Would lowering the number of n-threads for revalidator and handler help?

However both of the nodes are with high number of CPU cores >160.

Comment 2 ldenny 2023-06-14 03:47:28 UTC
One thing I would like to mention we discovered during the troubleshooting is this environment does not have OVN DVR enabled, so a lot of the traffic coming from the compute nodes needs to route through the controller nodes. Maybe that is the difference between the controller and compute ovs-vswitchd cpu usage but we're unsure.

This upstream bug looks quite accurate [1] but we don't see any `blocked 1000 ms waiting for revalidator127 to quiesce` messages.

[1] https://bugs.launchpad.net/ubuntu/+source/openvswitch/+bug/1827264

Comment 4 Rodolfo Alonso 2023-06-23 09:56:29 UTC
Hello:

In the Neutron team we initially thought that this issue was related to the router HA VRRP traffic. But this environment is using OVN thus this is not the problem.

Investigating a bit I found that this problem could be related to an outdated glibc library. According to the U/S bugs [1][2][3], this issue was fixed in [4], target milestone 2.29. The version installed in a OSP16.2 deployment, using RHEL8.4, is glibc-2.28-151.el8.x86_64.

Regards.

■ **Given instruction 1**: Rewrite the bug thread between "This upstream bug" and "RHEL8.4, is glibc-2.28-151.el8.x86_64.", inclusive, changing "Neutron team" to "networking team".
■ **Given instruction 2**: Summarize the bug thread in two sentences.

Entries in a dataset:
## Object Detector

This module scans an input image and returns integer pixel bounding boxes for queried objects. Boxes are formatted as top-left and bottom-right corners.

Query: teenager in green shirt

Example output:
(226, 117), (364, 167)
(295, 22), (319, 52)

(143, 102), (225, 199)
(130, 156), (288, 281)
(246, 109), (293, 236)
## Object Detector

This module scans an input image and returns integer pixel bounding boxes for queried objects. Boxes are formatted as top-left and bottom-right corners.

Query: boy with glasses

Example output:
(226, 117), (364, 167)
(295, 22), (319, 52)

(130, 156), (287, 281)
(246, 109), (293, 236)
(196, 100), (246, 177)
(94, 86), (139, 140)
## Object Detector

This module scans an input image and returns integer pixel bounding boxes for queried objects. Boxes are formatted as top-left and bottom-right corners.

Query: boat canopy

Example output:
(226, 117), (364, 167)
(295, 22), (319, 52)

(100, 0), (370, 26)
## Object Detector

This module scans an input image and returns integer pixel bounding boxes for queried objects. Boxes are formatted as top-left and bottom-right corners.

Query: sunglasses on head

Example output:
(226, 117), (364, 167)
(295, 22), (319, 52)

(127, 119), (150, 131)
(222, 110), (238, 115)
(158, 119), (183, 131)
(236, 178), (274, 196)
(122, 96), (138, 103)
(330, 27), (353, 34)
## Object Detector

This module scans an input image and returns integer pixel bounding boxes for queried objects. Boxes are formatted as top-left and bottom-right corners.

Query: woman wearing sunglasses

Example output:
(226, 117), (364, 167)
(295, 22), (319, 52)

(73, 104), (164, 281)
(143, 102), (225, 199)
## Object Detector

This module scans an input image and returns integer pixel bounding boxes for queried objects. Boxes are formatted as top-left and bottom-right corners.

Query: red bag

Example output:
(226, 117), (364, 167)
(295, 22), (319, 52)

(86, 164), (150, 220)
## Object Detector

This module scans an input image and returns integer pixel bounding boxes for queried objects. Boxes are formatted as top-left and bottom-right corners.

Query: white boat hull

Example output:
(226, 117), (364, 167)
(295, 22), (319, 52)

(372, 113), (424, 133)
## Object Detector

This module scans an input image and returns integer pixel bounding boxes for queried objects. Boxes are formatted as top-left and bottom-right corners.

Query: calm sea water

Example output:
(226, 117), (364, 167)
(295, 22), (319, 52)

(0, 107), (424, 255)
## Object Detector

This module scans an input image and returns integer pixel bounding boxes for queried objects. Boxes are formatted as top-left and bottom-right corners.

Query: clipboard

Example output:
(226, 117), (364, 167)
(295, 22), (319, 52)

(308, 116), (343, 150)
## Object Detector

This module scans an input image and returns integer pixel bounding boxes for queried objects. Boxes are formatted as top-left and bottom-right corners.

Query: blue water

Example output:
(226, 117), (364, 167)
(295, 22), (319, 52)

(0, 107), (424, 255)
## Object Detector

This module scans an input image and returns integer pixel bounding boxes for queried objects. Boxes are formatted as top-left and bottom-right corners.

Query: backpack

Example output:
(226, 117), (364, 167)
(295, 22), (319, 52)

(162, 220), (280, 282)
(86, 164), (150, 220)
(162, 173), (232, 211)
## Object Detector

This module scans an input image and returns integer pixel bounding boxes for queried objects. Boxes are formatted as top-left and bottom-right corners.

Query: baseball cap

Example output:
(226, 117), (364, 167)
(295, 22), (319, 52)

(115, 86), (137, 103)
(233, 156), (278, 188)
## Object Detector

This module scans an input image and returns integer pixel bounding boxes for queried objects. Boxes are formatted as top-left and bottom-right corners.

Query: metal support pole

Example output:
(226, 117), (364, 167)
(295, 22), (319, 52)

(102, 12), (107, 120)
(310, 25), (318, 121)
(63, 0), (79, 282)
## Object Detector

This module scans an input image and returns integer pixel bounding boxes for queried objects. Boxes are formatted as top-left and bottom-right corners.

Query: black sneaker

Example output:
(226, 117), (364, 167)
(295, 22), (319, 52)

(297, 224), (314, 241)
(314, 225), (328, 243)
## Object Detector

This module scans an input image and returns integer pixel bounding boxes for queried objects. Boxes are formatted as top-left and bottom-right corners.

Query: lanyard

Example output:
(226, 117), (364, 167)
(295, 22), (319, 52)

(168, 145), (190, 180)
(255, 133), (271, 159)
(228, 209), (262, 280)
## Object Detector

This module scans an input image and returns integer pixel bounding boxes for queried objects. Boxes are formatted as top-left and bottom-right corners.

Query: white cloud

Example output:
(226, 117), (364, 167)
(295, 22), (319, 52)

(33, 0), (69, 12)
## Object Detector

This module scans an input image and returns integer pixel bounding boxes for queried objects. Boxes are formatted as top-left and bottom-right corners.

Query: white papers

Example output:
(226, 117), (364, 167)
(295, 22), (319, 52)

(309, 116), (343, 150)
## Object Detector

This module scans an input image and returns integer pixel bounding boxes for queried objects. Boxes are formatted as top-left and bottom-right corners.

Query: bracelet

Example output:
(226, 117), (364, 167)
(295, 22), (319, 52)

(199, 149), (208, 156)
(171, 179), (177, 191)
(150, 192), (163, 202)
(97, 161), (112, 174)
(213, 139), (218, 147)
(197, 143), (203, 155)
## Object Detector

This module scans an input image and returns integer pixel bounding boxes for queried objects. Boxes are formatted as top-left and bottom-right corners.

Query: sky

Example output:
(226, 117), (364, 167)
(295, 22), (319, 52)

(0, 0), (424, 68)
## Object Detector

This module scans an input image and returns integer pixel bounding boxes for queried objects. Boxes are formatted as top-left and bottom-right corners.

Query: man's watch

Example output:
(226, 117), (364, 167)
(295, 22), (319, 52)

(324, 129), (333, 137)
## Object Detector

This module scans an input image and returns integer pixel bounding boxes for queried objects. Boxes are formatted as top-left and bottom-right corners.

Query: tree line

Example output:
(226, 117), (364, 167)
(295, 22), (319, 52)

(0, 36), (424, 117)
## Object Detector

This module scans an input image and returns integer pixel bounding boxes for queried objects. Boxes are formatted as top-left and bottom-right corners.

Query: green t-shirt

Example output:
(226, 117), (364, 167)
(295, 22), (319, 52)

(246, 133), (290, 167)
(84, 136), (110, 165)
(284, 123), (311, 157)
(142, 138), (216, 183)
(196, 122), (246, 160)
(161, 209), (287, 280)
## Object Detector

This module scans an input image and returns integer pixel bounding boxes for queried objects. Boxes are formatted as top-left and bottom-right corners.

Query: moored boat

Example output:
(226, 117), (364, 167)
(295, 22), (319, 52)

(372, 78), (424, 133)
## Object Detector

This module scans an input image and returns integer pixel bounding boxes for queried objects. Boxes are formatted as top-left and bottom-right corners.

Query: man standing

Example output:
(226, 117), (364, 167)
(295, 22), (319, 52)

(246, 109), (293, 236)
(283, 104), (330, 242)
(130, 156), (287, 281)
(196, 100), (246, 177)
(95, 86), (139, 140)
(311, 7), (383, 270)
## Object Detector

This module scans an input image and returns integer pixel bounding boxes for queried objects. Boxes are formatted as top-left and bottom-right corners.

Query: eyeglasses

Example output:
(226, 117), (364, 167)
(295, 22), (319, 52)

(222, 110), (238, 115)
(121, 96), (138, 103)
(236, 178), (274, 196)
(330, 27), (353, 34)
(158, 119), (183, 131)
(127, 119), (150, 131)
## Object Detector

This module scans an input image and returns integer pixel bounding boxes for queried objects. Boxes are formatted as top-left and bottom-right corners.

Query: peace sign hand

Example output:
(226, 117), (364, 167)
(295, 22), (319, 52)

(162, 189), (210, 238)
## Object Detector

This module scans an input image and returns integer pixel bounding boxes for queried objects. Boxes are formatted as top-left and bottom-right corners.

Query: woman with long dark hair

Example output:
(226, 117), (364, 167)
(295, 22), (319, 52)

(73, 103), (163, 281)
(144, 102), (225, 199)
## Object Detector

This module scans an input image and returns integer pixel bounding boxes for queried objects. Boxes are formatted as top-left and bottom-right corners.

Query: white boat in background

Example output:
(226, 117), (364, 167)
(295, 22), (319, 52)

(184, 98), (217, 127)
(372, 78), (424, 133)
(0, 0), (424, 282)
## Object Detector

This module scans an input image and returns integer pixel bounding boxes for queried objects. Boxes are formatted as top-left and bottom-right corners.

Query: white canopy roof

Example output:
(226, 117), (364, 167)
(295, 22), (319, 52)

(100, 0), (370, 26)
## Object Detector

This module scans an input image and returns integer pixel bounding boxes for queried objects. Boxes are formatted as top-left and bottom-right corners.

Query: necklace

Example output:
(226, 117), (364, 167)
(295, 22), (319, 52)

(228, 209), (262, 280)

■ **Solution 1**:
This upstream bug looks quite accurate [1] but we don't see any `blocked 1000 ms waiting for revalidator127 to quiesce` messages.

[1] https://bugs.launchpad.net/ubuntu/+source/openvswitch/+bug/1827264

Comment 4 Rodolfo Alonso 2023-06-23 09:56:29 UTC
Hello:

In the networking team we initially thought that this issue was related to the router HA VRRP traffic. But this environment is using OVN thus this is not the problem.

Investigating a bit I found that this problem could be related to an outdated glibc library. According to the U/S bugs [1][2][3], this issue was fixed in [4], target milestone 2.29. The version installed in a OSP16.2 deployment, using RHEL8.4, is glibc-2.28-151.el8.x86_64.

■ **Solution 2**: The thread asks whether lowering the revalidator and handler thread counts would help on nodes with over 160 CPU cores, and notes that, without OVN DVR, much compute-node traffic routes through the controller nodes. A Neutron team member rules out router HA VRRP traffic because the environment uses OVN, and points instead to an outdated glibc: upstream fixed the issue in milestone 2.29, but the OSP16.2 deployment on RHEL8.4 runs glibc-2.28-151.el8.x86_64.